▸ **Tu tarea**: En el fragmento sobre los sacramentos, ¿de qué se dice que no depende la santidad de los sacramentos?

▸ **Fragmento de página**:
────────────────

Es necesario en la intimidad de esta noche creer en que la potencia y acción de los sacramentos, celebrados por el sacerdote ordenado, no proceden de la santidad de la persona, ni se destruyen por el pecado del ministro, sino que en ellos siempre obra Cristo, cabeza y Señor, sumo sacerdote, mediador y santificador. La fe en la acción de Cristo por medio de su Iglesia, a pesar de los pecados de sus miembros, la fe en la salvación dada por las acciones sacramentales de sus obispos, sucesores de los apóstoles y de los presbíteros sus colaboradores, es fe en que son siempre acciones de Cristo y en ellos obra el Espíritu de santificación y de gracia. La santidad de los sacramentos no depende de la santidad del ministro, mero instrumento, sino la fuerza salvadora de la cruz de Cristo.

La fe en la grandeza y santidad de la Eucaristía y en la presencia real de Cristo en ella, y en la eficacia del sacrificio de la cruz, actualizado y ofrecido en el altar, está unida a la fe en la acción de Cristo a través del sacerdocio católico. ¡Qué alteza la del Señor! ¡Qué abajamiento el quedarse significado en el pan y el vino! ¡Qué humildad querer dejarse representar por hombres, que no son más que hombres, y aún pecadores, para así hacer presente en medio de nosotros la intercesión que Él presenta ante el Padre en el cielo!

────────────────

▸ **Líneas de datos**:
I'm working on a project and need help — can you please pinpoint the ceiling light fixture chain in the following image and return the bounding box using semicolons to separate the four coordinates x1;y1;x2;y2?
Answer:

────────────────

▸ **Tarea resuelta**: No depende de la santidad del ministro.